----- Texto para leitura

Tendo em conta esta dinâmica económica, parece haver duas receitas políticas óbvias. Em primeiro lugar, é muito perigoso para qualquer país aproximar-se de um ponto em que a insolvência pode facilmente ser desencadeada. Apesar de ninguém conseguir antecipar este ponto, é óbvio quando começam a soar os primeiros sinais de alarme. Dado o enorme custo de um incumprimento, qualquer governo deve ficar afastado da zona de perigo.
A segunda receita assume que se, por alguma razão, algum país acabar por entrar na zona de perigo, só há duas respostas que fazem sentido económico. Ou as autoridades reconhecem imediatamente a inevitabilidade de um incumprimento e não gastam recursos para o evitar, ou acreditam que um incumprimento pode ser evitado e disponibilizam todos os recursos à sua disposição o mais depressa possível. Tal como em muitas guerras, um agravamento numa crise financeira leva muitas vezes ao pior resultado possível: uma derrota com elevados prejuízos.
Essa é, infelizmente, a história da intervenção das autoridades norte-americanas durante a crise financeira de 2008. Após o colapso do Bear Stearns ficou claro que iriam haver mais problemas. Ainda assim, o governo dos Estados Unidos não fez nada. Em Julho de 2008, quando a Fannie Mae e a Freddie Mac foram consideradas insolventes, o Secretário do Tesouro prometeu, então, resolver o problema com uma bazuca mas acabou por resolver o problema apenas com uma bala. Foi só após o colapso do Lehman Brothers que Paulson foi ao Congresso procurar a aprovação de um pacote de 700 mil milhões de dólares para estabilizar o sistema financeiro. Mesmo isso acabou por insuficiente.

----------

■ Tarefa proposta A
Cite do texto sobre a crise financeira tudo o que vai de "A segunda receita" até "com elevados prejuízos.".
■ Tarefa proposta B
Responda com base no texto sobre a crise financeira:
(i) A que leva muitas vezes um agravamento numa crise financeira?
(ii) Em que mês e ano foram a Fannie Mae e a Freddie Mac consideradas insolventes?
(iii) De quanto era o pacote para o qual Paulson procurou aprovação no Congresso?

----- Dados fornecidos

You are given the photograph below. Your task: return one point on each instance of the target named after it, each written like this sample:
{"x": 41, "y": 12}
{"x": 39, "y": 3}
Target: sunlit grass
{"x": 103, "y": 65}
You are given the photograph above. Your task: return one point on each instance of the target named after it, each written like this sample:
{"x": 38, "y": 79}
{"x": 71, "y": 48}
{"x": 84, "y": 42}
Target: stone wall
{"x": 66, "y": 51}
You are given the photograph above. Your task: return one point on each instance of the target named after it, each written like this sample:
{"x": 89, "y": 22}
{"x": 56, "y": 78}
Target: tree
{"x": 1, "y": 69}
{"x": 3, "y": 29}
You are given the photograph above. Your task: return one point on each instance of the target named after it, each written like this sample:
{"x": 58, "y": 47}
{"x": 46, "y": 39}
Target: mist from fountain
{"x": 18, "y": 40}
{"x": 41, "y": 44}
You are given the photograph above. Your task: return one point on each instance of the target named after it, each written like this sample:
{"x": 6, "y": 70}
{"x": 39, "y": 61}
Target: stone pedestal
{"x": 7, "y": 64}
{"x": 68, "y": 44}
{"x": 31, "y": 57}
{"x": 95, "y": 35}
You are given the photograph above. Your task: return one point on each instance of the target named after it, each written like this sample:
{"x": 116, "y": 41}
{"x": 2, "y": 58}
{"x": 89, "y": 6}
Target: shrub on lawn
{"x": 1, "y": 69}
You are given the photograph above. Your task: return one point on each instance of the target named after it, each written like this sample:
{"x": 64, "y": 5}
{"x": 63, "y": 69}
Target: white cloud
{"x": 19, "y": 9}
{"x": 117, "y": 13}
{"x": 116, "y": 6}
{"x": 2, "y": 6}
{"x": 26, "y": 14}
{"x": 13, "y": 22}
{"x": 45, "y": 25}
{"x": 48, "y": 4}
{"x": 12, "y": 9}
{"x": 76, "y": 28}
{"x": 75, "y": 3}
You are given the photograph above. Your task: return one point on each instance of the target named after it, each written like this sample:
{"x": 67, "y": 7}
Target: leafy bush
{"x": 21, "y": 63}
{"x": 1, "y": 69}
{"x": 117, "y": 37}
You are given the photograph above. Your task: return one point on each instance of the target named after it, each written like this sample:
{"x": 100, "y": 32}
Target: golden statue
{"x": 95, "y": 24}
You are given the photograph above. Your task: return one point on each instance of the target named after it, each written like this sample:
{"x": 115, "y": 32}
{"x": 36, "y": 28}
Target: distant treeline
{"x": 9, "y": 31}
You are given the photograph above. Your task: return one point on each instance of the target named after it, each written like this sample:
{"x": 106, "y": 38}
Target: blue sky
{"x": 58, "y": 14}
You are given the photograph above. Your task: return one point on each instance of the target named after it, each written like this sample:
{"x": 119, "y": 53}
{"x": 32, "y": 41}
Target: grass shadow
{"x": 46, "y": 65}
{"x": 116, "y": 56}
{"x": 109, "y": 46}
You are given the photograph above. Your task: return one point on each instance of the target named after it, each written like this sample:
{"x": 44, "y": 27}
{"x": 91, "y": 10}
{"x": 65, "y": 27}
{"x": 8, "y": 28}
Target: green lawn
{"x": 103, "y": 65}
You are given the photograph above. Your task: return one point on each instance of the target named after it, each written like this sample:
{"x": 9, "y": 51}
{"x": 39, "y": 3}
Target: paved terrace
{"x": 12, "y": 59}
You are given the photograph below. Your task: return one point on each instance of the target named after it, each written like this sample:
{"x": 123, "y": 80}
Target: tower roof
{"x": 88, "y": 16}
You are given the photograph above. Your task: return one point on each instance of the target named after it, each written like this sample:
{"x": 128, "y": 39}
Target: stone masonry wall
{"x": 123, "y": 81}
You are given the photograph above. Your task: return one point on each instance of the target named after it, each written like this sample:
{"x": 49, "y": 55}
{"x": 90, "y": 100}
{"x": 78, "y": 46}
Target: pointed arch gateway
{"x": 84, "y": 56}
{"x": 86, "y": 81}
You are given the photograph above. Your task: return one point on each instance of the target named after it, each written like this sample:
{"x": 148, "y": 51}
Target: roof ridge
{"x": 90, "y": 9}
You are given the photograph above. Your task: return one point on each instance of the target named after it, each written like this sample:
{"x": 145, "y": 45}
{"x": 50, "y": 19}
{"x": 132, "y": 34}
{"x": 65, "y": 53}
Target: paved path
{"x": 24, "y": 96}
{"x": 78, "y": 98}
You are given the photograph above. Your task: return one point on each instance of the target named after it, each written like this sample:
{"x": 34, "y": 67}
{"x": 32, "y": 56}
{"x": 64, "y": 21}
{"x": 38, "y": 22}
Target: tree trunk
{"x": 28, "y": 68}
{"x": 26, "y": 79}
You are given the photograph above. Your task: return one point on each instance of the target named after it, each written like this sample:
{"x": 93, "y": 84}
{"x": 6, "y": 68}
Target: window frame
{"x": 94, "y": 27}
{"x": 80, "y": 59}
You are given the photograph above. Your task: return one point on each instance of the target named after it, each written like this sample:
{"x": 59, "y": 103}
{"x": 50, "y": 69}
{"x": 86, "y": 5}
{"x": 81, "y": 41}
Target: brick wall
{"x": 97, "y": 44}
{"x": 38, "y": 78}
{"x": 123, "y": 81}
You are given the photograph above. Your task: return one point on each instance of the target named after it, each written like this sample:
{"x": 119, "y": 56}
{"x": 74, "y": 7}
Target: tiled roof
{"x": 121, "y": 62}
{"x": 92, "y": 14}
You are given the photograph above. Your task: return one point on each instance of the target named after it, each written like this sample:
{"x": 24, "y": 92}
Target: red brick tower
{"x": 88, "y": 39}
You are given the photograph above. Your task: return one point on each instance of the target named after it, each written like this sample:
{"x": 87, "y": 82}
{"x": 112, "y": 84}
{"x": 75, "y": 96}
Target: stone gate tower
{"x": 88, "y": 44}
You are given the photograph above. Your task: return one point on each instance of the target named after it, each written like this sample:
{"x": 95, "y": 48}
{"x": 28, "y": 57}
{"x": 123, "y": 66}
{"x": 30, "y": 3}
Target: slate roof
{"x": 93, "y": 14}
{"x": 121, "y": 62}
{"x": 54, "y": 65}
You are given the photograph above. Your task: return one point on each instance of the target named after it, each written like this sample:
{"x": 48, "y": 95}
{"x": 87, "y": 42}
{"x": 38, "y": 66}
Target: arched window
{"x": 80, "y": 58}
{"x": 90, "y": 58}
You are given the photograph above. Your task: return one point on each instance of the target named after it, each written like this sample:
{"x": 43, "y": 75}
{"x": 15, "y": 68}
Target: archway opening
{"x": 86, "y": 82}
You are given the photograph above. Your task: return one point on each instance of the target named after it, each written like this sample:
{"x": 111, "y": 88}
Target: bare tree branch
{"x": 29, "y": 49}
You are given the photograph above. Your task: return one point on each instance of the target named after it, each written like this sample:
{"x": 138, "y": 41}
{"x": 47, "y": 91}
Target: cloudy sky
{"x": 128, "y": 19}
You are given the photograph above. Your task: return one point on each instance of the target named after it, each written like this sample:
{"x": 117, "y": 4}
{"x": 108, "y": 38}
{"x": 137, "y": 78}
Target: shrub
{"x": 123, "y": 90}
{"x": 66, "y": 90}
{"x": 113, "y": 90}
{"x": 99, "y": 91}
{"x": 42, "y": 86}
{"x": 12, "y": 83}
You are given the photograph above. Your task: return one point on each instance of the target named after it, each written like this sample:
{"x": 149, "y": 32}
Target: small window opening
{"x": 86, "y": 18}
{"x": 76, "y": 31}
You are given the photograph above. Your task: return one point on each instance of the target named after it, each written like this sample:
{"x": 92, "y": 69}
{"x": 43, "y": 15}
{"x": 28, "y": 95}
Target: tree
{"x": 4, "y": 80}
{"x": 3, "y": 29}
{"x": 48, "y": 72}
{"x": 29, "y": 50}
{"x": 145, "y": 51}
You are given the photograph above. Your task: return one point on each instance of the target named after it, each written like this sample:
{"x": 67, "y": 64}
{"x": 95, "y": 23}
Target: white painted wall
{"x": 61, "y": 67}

----------

■ Resposta final A
A segunda receita assume que se, por alguma razão, algum país acabar por entrar na zona de perigo, só há duas respostas que fazem sentido económico. Ou as autoridades reconhecem imediatamente a inevitabilidade de um incumprimento e não gastam recursos para o evitar, ou acreditam que um incumprimento pode ser evitado e disponibilizam todos os recursos à sua disposição o mais depressa possível. Tal como em muitas guerras, um agravamento numa crise financeira leva muitas vezes ao pior resultado possível: uma derrota com elevados prejuízos.

■ Resposta final B
(i) Ao pior resultado possível: uma derrota com elevados prejuízos.
(ii) Em Julho de 2008.
(iii) 700 mil milhões de dólares.